Data extracted from a collection:

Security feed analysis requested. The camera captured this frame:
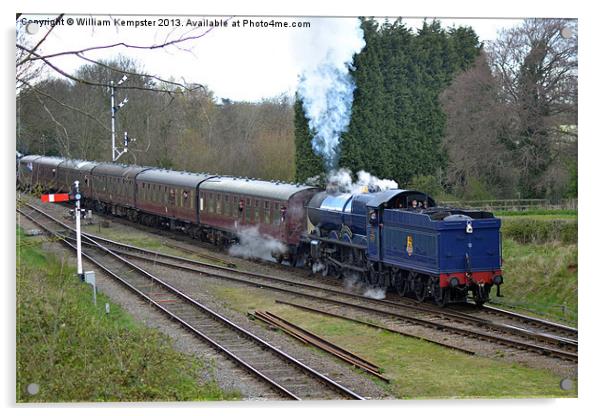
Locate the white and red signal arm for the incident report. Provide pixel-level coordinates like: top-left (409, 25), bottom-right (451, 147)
top-left (41, 193), bottom-right (71, 203)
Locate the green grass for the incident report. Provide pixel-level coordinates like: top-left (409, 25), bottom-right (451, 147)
top-left (496, 238), bottom-right (578, 324)
top-left (488, 213), bottom-right (578, 324)
top-left (16, 226), bottom-right (241, 402)
top-left (205, 282), bottom-right (577, 399)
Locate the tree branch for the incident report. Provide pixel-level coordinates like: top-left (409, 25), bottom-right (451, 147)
top-left (17, 14), bottom-right (64, 67)
top-left (23, 16), bottom-right (233, 62)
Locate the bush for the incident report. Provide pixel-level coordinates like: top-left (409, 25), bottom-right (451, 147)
top-left (502, 219), bottom-right (577, 244)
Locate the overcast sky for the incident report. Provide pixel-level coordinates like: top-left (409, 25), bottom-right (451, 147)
top-left (18, 14), bottom-right (523, 102)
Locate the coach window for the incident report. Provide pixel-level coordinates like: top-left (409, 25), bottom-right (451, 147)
top-left (254, 199), bottom-right (260, 223)
top-left (208, 193), bottom-right (214, 213)
top-left (264, 201), bottom-right (270, 224)
top-left (216, 194), bottom-right (222, 215)
top-left (272, 203), bottom-right (280, 225)
top-left (200, 193), bottom-right (205, 212)
top-left (245, 198), bottom-right (251, 222)
top-left (224, 195), bottom-right (230, 217)
top-left (183, 190), bottom-right (189, 209)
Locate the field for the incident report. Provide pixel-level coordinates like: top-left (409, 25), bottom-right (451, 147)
top-left (16, 226), bottom-right (240, 402)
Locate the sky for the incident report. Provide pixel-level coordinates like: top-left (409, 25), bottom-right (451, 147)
top-left (17, 14), bottom-right (523, 102)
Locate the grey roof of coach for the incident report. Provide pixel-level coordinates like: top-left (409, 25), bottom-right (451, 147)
top-left (199, 176), bottom-right (318, 201)
top-left (135, 169), bottom-right (217, 188)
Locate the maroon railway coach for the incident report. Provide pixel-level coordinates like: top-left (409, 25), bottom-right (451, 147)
top-left (197, 176), bottom-right (319, 259)
top-left (89, 163), bottom-right (150, 216)
top-left (17, 155), bottom-right (42, 189)
top-left (56, 159), bottom-right (99, 195)
top-left (134, 169), bottom-right (216, 229)
top-left (29, 156), bottom-right (65, 191)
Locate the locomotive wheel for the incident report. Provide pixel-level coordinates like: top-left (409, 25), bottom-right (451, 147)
top-left (410, 272), bottom-right (427, 302)
top-left (431, 279), bottom-right (449, 307)
top-left (395, 273), bottom-right (408, 297)
top-left (321, 263), bottom-right (330, 277)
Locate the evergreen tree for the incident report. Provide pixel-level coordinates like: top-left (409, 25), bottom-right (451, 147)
top-left (293, 96), bottom-right (323, 181)
top-left (294, 17), bottom-right (481, 187)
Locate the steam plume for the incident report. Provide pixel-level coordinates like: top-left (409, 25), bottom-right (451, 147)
top-left (228, 226), bottom-right (286, 261)
top-left (295, 18), bottom-right (365, 171)
top-left (326, 168), bottom-right (398, 194)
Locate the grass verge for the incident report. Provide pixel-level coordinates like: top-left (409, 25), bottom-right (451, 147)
top-left (494, 209), bottom-right (577, 218)
top-left (16, 226), bottom-right (240, 402)
top-left (495, 238), bottom-right (577, 324)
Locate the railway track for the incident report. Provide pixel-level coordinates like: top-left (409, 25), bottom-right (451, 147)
top-left (19, 201), bottom-right (578, 363)
top-left (17, 204), bottom-right (365, 401)
top-left (53, 195), bottom-right (578, 342)
top-left (457, 303), bottom-right (577, 340)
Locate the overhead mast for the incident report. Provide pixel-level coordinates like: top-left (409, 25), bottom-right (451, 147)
top-left (110, 75), bottom-right (133, 161)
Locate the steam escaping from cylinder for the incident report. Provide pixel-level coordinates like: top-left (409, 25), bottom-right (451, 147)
top-left (326, 168), bottom-right (398, 194)
top-left (295, 18), bottom-right (365, 171)
top-left (341, 271), bottom-right (386, 300)
top-left (228, 226), bottom-right (287, 261)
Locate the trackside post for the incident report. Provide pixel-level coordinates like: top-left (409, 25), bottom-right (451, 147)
top-left (73, 180), bottom-right (84, 281)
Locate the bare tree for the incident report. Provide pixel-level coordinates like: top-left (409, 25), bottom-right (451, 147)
top-left (487, 18), bottom-right (577, 197)
top-left (440, 53), bottom-right (517, 198)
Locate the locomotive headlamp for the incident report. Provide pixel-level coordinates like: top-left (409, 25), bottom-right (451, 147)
top-left (449, 277), bottom-right (460, 288)
top-left (493, 275), bottom-right (503, 285)
top-left (466, 221), bottom-right (473, 234)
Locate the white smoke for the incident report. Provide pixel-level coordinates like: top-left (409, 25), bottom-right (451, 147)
top-left (311, 261), bottom-right (326, 274)
top-left (362, 287), bottom-right (386, 300)
top-left (228, 226), bottom-right (287, 261)
top-left (294, 18), bottom-right (365, 170)
top-left (340, 271), bottom-right (387, 300)
top-left (326, 168), bottom-right (398, 194)
top-left (343, 272), bottom-right (361, 291)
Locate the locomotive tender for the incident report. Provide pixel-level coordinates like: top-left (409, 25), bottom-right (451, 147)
top-left (18, 155), bottom-right (503, 306)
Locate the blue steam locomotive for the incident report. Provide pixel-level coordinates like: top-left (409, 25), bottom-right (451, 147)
top-left (305, 189), bottom-right (503, 305)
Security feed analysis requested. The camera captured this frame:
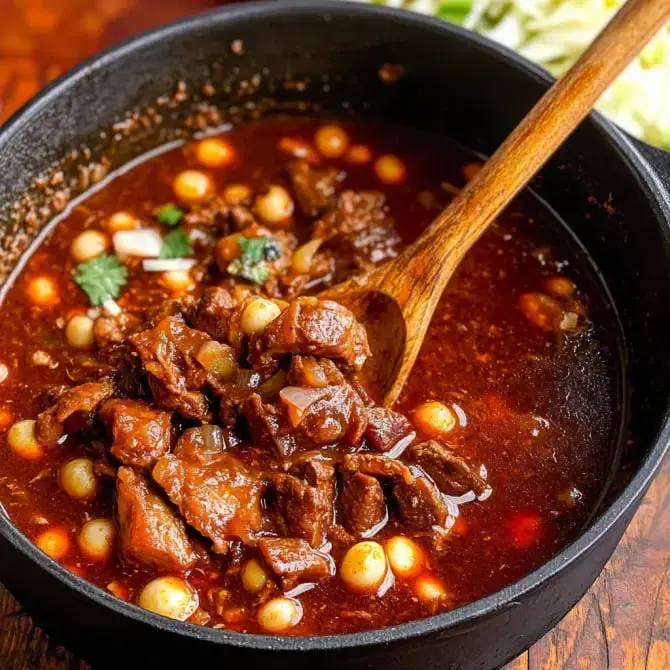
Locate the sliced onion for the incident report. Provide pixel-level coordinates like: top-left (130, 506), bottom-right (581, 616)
top-left (200, 424), bottom-right (225, 452)
top-left (279, 386), bottom-right (330, 427)
top-left (113, 229), bottom-right (163, 258)
top-left (258, 369), bottom-right (287, 396)
top-left (142, 259), bottom-right (197, 272)
top-left (102, 299), bottom-right (122, 317)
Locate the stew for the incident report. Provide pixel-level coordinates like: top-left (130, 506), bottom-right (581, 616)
top-left (0, 116), bottom-right (620, 635)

What you will do
Set out every record exactly, images excluded.

Result
Security feed analysis requested. The camera captured this frame:
Locate the white and red signal arm for the incident report. Provide pixel-level coordinates like: top-left (409, 25), bottom-right (451, 147)
top-left (41, 193), bottom-right (71, 203)
Locate the green grass for the incident report. Provide pixel-level coordinates like: top-left (409, 25), bottom-right (451, 147)
top-left (496, 238), bottom-right (578, 324)
top-left (488, 213), bottom-right (578, 324)
top-left (16, 226), bottom-right (241, 402)
top-left (205, 282), bottom-right (577, 399)
Locate the tree branch for the incident report. Provide pixel-level coordinates like: top-left (409, 25), bottom-right (451, 147)
top-left (17, 14), bottom-right (64, 67)
top-left (23, 16), bottom-right (233, 62)
Locate the bush for the incident report. Provide pixel-level coordinates like: top-left (409, 25), bottom-right (451, 147)
top-left (502, 219), bottom-right (577, 244)
Locate the overcast sky for the incident report. Provide pixel-level coordinates like: top-left (409, 25), bottom-right (451, 147)
top-left (18, 14), bottom-right (523, 102)
Locate the coach window for the incident report. Provide pixel-level coordinates like: top-left (409, 25), bottom-right (451, 147)
top-left (254, 199), bottom-right (260, 223)
top-left (208, 193), bottom-right (214, 213)
top-left (264, 201), bottom-right (270, 224)
top-left (216, 194), bottom-right (222, 215)
top-left (272, 203), bottom-right (280, 225)
top-left (200, 193), bottom-right (205, 212)
top-left (245, 198), bottom-right (251, 222)
top-left (224, 195), bottom-right (230, 217)
top-left (183, 190), bottom-right (189, 209)
Locate the field for the incident report. Provide pixel-level coordinates like: top-left (409, 25), bottom-right (451, 147)
top-left (16, 226), bottom-right (240, 402)
Locate the sky for the incident report. Provide pixel-level coordinates like: top-left (409, 25), bottom-right (451, 147)
top-left (17, 14), bottom-right (523, 102)
Locate the grey roof of coach for the incident report. Provide pixel-level coordinates like: top-left (409, 25), bottom-right (451, 147)
top-left (199, 176), bottom-right (318, 201)
top-left (135, 169), bottom-right (217, 188)
Locate the maroon railway coach for the incident report. Provide pixel-level coordinates like: top-left (409, 25), bottom-right (451, 147)
top-left (197, 176), bottom-right (319, 259)
top-left (89, 163), bottom-right (150, 216)
top-left (17, 155), bottom-right (42, 189)
top-left (56, 159), bottom-right (99, 195)
top-left (134, 169), bottom-right (216, 229)
top-left (29, 156), bottom-right (65, 191)
Locate the locomotive wheel for the incident report. Provide pixel-level coordinates like: top-left (409, 25), bottom-right (451, 147)
top-left (410, 272), bottom-right (427, 302)
top-left (431, 279), bottom-right (449, 307)
top-left (395, 273), bottom-right (408, 297)
top-left (321, 263), bottom-right (330, 277)
Locate the evergreen tree for the incident report. Provide pixel-level coordinates like: top-left (409, 25), bottom-right (451, 147)
top-left (293, 96), bottom-right (323, 181)
top-left (294, 17), bottom-right (481, 187)
Locate the steam plume for the incident report. Provide pixel-level coordinates like: top-left (409, 25), bottom-right (451, 147)
top-left (228, 226), bottom-right (286, 261)
top-left (295, 18), bottom-right (365, 171)
top-left (326, 168), bottom-right (398, 194)
Locate the grass verge for the incident report. Provide pixel-level coordinates like: top-left (409, 25), bottom-right (451, 147)
top-left (494, 209), bottom-right (577, 218)
top-left (16, 226), bottom-right (240, 402)
top-left (495, 238), bottom-right (577, 324)
Locate the railway track for the incident report. Provide pixel-level coordinates like: top-left (409, 25), bottom-right (451, 147)
top-left (19, 201), bottom-right (578, 363)
top-left (17, 204), bottom-right (365, 401)
top-left (53, 195), bottom-right (578, 342)
top-left (457, 303), bottom-right (577, 340)
Locate the overhead mast for the incident report. Provide pixel-level coordinates like: top-left (409, 25), bottom-right (451, 147)
top-left (110, 75), bottom-right (133, 161)
Locate the steam escaping from cylinder for the incident report. Provide pixel-level coordinates like: top-left (409, 25), bottom-right (451, 147)
top-left (326, 168), bottom-right (398, 194)
top-left (295, 18), bottom-right (365, 171)
top-left (341, 271), bottom-right (386, 300)
top-left (228, 226), bottom-right (287, 261)
Locate the trackside post for the incident report. Provide pixel-level coordinates like: top-left (409, 25), bottom-right (451, 147)
top-left (73, 180), bottom-right (84, 281)
Locate the bare tree for the incident report. Provide pixel-level coordinates like: top-left (409, 25), bottom-right (451, 147)
top-left (487, 18), bottom-right (577, 197)
top-left (440, 53), bottom-right (517, 198)
Locate the locomotive headlamp for the incident report. Provide pixel-level coordinates like: top-left (409, 25), bottom-right (451, 147)
top-left (449, 277), bottom-right (460, 288)
top-left (493, 275), bottom-right (503, 285)
top-left (466, 221), bottom-right (473, 234)
Locate the white smoke for the incident report. Provide pixel-level coordinates like: top-left (409, 25), bottom-right (451, 147)
top-left (311, 261), bottom-right (326, 274)
top-left (362, 287), bottom-right (386, 300)
top-left (228, 226), bottom-right (287, 261)
top-left (294, 18), bottom-right (365, 170)
top-left (340, 271), bottom-right (387, 300)
top-left (326, 168), bottom-right (398, 194)
top-left (343, 272), bottom-right (361, 291)
Locate the locomotive tender for the incident report. Provide pixel-level coordinates like: top-left (409, 25), bottom-right (451, 147)
top-left (18, 155), bottom-right (503, 306)
Locate the blue steam locomotive for the incident report. Provide pixel-level coordinates like: top-left (409, 25), bottom-right (451, 147)
top-left (305, 189), bottom-right (503, 305)
Security feed analysis requested. The camera captured this frame:
Locate the sliced onion for the incident report. Provide pixel-level coordinates like: top-left (130, 506), bottom-right (581, 616)
top-left (200, 424), bottom-right (225, 452)
top-left (279, 386), bottom-right (330, 427)
top-left (113, 229), bottom-right (163, 258)
top-left (258, 369), bottom-right (287, 396)
top-left (142, 259), bottom-right (197, 272)
top-left (102, 299), bottom-right (122, 317)
Locate the stew for the incident report. Provide pixel-level coordinates like: top-left (130, 506), bottom-right (581, 616)
top-left (0, 116), bottom-right (620, 635)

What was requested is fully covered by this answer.